◆ Natural-language object grounding data
'''

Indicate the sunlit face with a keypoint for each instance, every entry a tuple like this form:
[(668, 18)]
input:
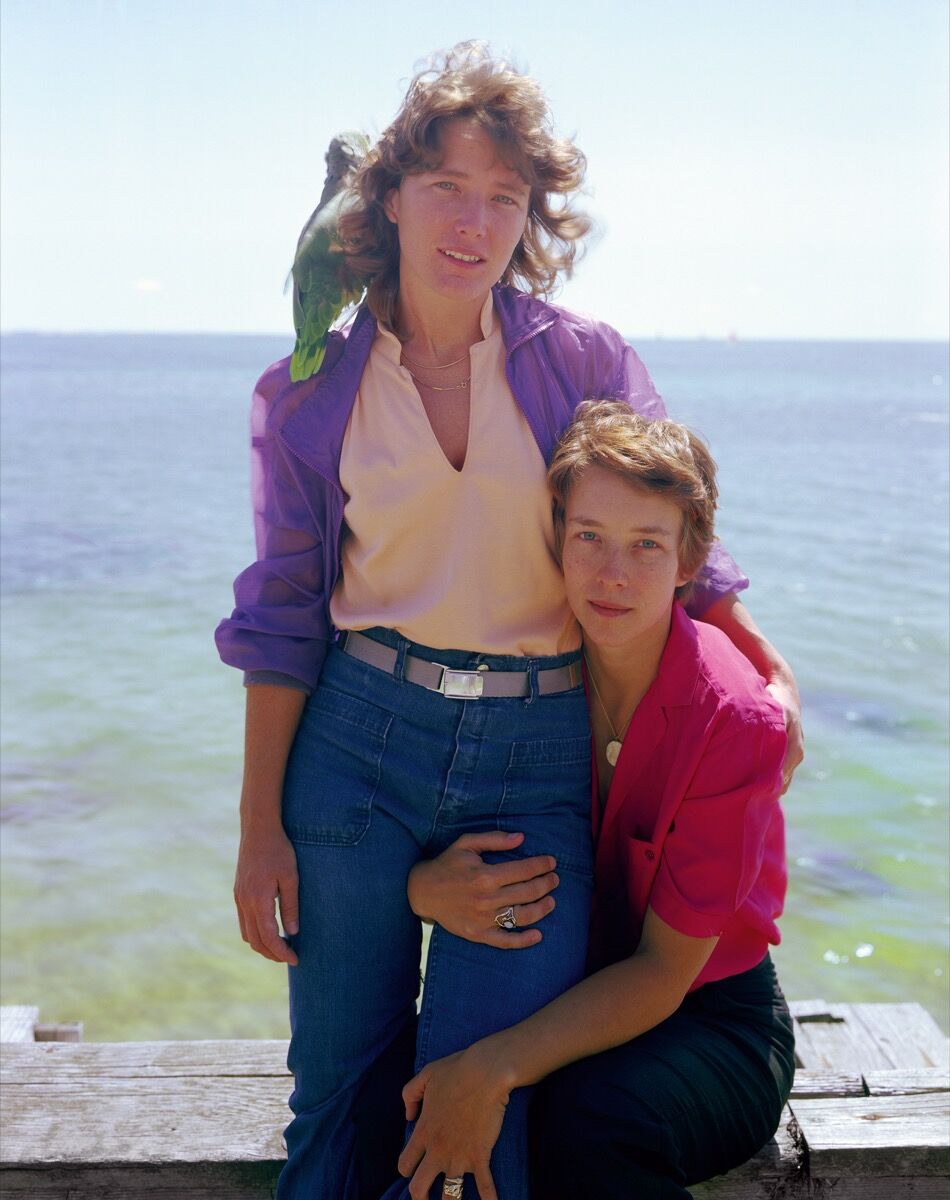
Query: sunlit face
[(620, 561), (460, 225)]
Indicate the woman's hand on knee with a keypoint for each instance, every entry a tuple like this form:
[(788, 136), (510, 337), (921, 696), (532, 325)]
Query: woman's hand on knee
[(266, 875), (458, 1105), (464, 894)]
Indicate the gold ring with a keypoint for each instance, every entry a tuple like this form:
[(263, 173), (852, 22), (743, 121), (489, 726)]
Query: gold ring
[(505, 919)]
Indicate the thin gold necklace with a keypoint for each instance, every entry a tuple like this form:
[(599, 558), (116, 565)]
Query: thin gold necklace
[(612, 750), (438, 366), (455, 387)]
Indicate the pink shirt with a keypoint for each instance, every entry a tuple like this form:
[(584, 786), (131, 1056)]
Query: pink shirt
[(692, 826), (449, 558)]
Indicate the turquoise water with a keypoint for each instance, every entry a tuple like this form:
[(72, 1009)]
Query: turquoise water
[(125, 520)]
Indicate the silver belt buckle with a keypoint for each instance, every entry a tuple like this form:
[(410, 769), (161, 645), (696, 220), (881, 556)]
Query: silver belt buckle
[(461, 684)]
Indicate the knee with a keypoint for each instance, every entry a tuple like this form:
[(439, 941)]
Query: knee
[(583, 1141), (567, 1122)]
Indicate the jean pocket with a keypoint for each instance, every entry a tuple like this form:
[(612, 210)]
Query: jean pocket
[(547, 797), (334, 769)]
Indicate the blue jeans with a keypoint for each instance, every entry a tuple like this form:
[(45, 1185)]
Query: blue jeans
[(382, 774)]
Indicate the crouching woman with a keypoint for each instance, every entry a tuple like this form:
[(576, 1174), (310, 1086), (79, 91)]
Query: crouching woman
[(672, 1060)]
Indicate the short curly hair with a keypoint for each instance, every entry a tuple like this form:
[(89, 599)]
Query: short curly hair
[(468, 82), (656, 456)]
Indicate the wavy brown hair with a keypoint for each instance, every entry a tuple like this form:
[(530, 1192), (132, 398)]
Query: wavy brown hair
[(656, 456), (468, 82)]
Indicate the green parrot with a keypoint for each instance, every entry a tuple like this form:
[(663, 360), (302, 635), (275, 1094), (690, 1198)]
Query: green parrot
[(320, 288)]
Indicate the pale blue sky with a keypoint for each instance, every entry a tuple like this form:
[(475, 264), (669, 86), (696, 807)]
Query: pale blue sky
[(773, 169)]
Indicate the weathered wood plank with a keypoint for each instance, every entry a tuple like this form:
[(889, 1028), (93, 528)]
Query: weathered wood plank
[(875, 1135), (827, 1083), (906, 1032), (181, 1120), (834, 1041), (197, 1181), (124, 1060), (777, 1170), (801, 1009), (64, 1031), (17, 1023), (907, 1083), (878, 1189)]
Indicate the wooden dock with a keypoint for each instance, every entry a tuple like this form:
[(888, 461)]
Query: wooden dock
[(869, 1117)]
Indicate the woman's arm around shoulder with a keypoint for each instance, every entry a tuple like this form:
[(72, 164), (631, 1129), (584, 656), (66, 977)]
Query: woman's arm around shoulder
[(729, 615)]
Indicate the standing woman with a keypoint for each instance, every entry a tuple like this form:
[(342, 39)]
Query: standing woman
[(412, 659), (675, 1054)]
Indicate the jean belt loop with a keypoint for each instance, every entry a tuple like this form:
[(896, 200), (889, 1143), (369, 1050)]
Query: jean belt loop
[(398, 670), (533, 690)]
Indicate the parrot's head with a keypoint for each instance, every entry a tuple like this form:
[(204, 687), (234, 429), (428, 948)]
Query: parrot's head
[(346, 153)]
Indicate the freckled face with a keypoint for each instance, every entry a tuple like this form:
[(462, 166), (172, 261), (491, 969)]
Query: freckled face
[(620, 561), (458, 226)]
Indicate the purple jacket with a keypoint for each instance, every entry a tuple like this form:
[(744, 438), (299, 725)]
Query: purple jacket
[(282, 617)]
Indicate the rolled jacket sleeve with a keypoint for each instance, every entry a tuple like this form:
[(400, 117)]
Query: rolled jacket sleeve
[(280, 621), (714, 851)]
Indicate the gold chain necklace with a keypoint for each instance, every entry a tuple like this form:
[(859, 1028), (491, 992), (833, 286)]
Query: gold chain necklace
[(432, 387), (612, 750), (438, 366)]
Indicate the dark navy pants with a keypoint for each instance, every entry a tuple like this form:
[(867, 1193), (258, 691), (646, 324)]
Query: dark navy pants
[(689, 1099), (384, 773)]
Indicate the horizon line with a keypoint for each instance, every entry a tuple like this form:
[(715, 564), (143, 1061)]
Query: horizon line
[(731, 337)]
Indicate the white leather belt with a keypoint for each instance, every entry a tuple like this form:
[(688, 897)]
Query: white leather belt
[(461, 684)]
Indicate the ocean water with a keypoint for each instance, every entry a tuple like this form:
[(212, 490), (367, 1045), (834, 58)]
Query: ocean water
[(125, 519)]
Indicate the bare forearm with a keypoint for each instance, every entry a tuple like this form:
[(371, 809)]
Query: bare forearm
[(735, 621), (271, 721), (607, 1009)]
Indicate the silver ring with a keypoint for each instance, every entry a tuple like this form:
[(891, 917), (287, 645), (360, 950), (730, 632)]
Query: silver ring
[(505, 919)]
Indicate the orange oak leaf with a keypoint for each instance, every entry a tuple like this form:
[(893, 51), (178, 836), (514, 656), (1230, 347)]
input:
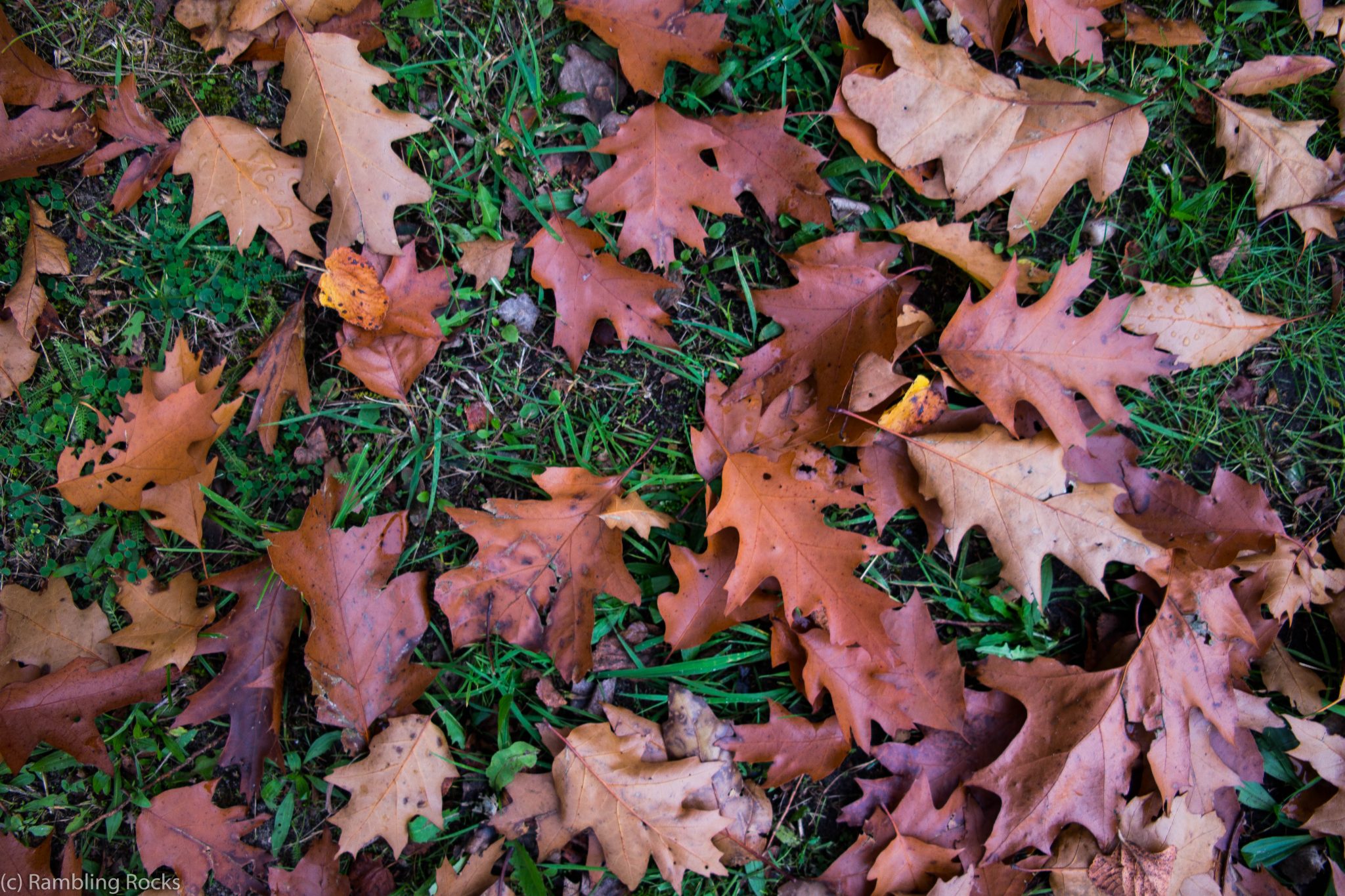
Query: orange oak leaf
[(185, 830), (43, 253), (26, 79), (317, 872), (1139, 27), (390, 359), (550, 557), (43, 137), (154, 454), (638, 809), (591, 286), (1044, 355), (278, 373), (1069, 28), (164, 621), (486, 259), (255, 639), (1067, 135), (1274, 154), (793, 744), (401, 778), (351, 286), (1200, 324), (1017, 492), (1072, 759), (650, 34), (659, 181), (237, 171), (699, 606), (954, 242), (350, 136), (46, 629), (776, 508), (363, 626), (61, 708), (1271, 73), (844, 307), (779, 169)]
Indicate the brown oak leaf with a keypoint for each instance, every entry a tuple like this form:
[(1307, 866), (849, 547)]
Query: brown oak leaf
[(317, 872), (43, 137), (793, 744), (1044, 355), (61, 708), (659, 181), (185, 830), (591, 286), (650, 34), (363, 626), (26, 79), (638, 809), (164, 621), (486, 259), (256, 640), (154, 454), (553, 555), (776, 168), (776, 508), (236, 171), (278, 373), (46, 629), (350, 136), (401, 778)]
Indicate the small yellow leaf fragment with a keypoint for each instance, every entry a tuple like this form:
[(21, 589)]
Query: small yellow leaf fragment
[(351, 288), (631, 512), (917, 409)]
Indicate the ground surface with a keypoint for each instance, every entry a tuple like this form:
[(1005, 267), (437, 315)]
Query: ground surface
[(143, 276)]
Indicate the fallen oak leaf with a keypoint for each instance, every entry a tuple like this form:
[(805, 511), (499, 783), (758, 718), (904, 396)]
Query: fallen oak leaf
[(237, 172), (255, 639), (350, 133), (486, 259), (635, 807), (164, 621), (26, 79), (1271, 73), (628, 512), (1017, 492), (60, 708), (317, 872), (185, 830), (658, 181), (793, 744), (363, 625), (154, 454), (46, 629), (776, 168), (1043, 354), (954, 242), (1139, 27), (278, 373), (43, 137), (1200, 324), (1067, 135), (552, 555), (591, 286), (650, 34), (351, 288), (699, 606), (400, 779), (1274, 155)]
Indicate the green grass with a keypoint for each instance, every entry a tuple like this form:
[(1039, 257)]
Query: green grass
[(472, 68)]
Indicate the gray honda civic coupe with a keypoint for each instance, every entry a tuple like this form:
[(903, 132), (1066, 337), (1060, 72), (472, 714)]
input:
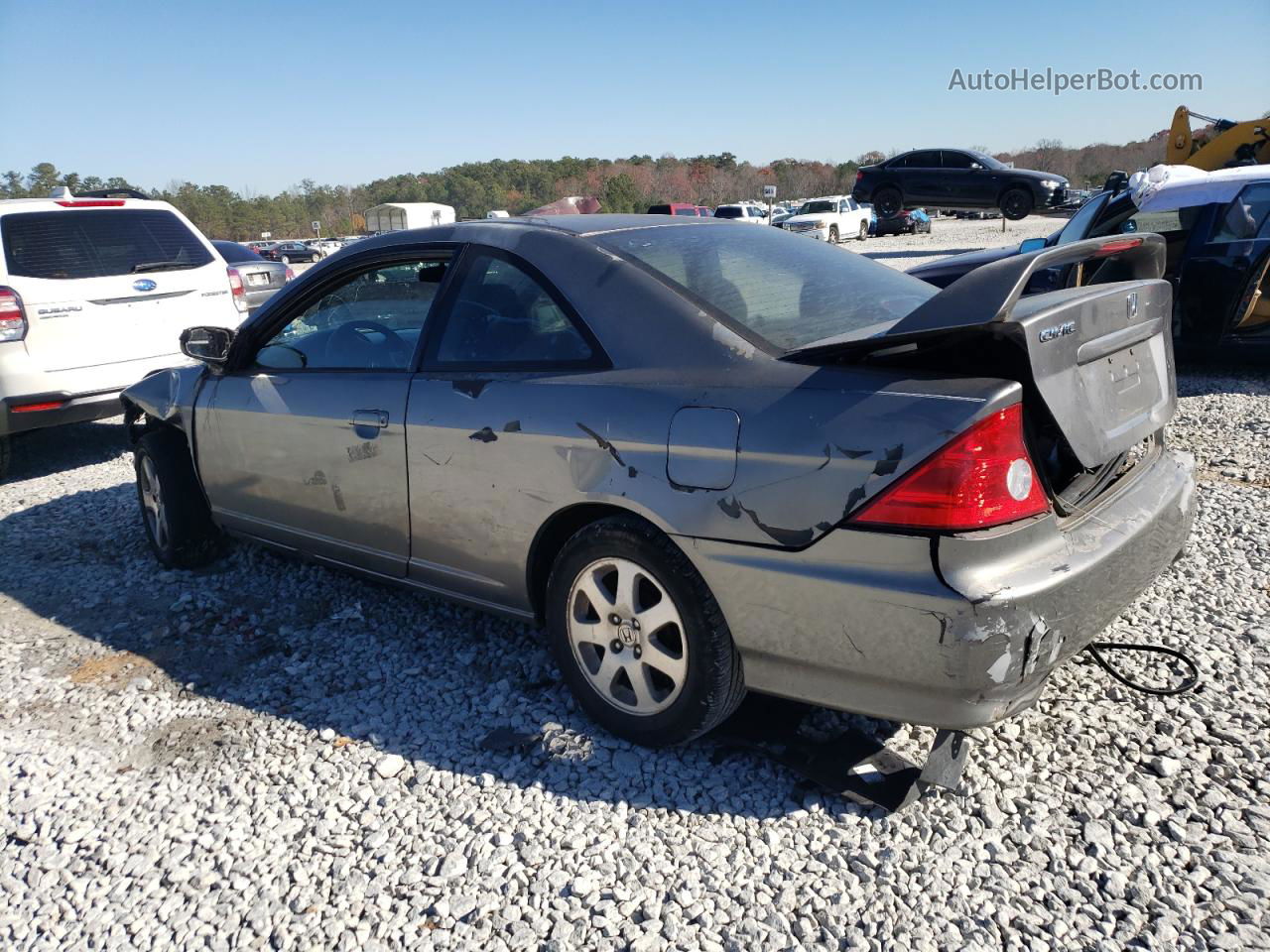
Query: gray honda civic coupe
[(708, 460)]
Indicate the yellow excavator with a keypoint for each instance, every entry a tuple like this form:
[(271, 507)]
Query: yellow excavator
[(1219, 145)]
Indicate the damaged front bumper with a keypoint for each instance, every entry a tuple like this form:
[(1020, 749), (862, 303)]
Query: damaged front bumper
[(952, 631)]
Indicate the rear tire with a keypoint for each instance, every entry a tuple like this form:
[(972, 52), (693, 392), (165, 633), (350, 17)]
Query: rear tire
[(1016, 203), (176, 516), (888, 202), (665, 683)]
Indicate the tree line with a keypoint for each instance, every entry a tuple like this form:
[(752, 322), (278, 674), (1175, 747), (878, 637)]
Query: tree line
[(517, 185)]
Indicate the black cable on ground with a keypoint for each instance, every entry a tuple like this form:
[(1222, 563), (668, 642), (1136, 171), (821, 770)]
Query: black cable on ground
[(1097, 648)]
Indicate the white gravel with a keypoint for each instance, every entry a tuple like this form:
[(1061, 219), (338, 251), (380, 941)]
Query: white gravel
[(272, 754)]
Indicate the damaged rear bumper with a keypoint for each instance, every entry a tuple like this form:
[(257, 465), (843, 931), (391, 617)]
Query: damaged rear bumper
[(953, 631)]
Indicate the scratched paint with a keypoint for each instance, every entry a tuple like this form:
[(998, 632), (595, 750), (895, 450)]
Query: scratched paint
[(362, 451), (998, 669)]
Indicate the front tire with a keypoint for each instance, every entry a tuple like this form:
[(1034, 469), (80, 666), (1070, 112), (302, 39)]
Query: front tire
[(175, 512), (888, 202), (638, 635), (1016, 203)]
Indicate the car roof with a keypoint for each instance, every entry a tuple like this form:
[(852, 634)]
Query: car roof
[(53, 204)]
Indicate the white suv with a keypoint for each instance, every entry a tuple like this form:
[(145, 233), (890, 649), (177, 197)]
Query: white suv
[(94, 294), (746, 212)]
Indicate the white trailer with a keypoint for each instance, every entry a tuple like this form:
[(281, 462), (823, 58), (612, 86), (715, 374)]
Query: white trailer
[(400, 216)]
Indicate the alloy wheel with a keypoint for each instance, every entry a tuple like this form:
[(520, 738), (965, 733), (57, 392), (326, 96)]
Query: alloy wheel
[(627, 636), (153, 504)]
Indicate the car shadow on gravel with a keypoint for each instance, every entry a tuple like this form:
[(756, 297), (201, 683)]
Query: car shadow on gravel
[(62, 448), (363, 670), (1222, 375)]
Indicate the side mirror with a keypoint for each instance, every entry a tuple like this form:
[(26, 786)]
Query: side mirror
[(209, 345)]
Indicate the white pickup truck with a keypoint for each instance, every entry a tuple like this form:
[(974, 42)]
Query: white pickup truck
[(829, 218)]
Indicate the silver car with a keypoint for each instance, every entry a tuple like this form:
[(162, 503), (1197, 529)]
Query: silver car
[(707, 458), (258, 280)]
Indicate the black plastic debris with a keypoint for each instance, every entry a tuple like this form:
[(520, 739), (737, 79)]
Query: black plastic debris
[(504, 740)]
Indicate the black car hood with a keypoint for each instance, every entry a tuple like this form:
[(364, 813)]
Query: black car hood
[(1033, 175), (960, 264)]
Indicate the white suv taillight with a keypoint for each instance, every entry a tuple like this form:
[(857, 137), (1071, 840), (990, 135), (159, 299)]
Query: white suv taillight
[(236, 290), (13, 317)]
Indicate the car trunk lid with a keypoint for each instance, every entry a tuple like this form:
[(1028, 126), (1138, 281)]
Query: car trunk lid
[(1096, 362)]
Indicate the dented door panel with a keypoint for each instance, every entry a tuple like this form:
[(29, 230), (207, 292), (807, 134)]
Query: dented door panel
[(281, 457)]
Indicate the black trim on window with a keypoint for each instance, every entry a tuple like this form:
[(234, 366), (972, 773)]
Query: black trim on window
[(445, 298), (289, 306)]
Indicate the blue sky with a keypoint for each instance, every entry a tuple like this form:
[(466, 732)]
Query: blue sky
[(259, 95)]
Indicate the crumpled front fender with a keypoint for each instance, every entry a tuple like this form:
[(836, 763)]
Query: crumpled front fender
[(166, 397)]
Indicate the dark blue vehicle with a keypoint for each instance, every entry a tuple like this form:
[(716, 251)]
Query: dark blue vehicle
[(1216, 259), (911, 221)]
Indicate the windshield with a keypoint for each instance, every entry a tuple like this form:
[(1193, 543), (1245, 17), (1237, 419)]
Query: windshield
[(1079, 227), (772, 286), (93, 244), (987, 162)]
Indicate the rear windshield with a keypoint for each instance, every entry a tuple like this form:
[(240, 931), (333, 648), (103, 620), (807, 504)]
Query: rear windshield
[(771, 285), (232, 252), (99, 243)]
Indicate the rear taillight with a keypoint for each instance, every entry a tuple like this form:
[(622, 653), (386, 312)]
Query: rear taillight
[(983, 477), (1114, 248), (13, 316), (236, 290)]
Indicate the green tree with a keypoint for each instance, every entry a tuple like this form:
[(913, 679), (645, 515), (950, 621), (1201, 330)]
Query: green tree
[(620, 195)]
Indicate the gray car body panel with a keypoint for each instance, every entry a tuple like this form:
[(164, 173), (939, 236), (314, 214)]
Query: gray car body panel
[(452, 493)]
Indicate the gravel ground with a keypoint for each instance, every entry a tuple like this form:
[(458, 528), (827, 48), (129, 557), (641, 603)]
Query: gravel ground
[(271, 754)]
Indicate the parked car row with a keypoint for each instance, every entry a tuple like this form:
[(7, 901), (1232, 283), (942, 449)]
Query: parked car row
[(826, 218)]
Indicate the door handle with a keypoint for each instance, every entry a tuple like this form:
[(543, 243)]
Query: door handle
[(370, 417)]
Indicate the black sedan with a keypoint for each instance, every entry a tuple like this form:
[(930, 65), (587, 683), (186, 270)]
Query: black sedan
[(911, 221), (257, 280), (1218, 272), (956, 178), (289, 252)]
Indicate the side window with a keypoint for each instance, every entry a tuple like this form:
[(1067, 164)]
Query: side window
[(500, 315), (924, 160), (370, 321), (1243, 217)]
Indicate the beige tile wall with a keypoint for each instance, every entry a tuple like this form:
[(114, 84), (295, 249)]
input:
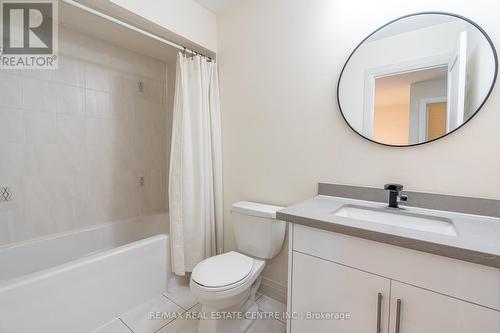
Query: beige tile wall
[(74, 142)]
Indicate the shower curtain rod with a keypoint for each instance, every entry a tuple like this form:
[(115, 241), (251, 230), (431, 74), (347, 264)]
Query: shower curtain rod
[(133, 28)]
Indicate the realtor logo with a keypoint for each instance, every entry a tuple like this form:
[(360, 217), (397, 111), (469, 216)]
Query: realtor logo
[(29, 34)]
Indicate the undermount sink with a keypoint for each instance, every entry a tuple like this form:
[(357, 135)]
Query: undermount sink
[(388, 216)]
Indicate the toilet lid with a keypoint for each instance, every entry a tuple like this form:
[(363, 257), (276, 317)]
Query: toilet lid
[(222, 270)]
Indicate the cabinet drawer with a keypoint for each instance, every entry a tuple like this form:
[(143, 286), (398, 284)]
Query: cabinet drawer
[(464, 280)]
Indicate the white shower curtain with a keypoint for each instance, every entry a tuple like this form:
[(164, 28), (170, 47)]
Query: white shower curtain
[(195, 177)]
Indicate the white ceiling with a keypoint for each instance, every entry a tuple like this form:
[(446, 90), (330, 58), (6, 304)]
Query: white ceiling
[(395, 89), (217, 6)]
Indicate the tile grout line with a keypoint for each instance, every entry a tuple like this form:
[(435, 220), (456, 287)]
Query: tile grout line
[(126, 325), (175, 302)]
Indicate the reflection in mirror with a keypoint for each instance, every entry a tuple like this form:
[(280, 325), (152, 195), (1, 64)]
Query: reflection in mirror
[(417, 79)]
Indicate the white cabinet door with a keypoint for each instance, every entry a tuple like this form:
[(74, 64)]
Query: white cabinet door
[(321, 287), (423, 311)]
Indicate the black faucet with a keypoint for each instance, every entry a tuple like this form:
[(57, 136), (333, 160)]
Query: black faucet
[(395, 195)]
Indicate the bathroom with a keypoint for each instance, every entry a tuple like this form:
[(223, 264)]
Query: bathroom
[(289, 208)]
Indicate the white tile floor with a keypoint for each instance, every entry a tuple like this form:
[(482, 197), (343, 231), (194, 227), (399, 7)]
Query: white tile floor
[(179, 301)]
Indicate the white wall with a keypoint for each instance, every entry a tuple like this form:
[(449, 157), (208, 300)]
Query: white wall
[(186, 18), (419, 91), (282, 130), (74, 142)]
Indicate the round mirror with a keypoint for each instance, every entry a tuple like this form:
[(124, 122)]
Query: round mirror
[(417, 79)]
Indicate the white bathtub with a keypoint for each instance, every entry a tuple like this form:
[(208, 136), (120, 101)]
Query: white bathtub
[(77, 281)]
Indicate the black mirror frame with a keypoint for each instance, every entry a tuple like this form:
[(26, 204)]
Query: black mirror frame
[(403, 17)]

'''

◆ Your assignment
Copy the lines above exactly. Start with the line containing "Indicate the dented", end with the line containing "[(1193, 543), (1245, 17), (1237, 419)]", and include both.

◆ Answer for the task
Indicate the dented door panel with a keypoint for each instance, every entry a tuple like this form:
[(29, 230), (207, 292), (807, 134)]
Query: dented door panel
[(281, 457)]
Indicate the black trim on window with a keypoint for each instance, every entry a tuple like this form:
[(234, 366), (972, 773)]
Query: black trim on window
[(445, 298), (289, 306)]
Indicate the blue sky with a keypoint for each instance, every entry a tuple like this form:
[(466, 732)]
Query: blue sky
[(259, 95)]
Indicate the crumpled front fender with a keypoint for each instance, every entry a tuple like this form:
[(836, 763)]
Query: crumpled front fender
[(166, 397)]
Indicate the dark blue vehicle with a keypoint for each instance, every entry a tuple like this form:
[(716, 251)]
Query: dark blue vehicle
[(1216, 259), (911, 221)]
Indicate the windshield with a keypoint for each instance, every entry a tuple like this form:
[(1193, 543), (1245, 17), (1237, 419)]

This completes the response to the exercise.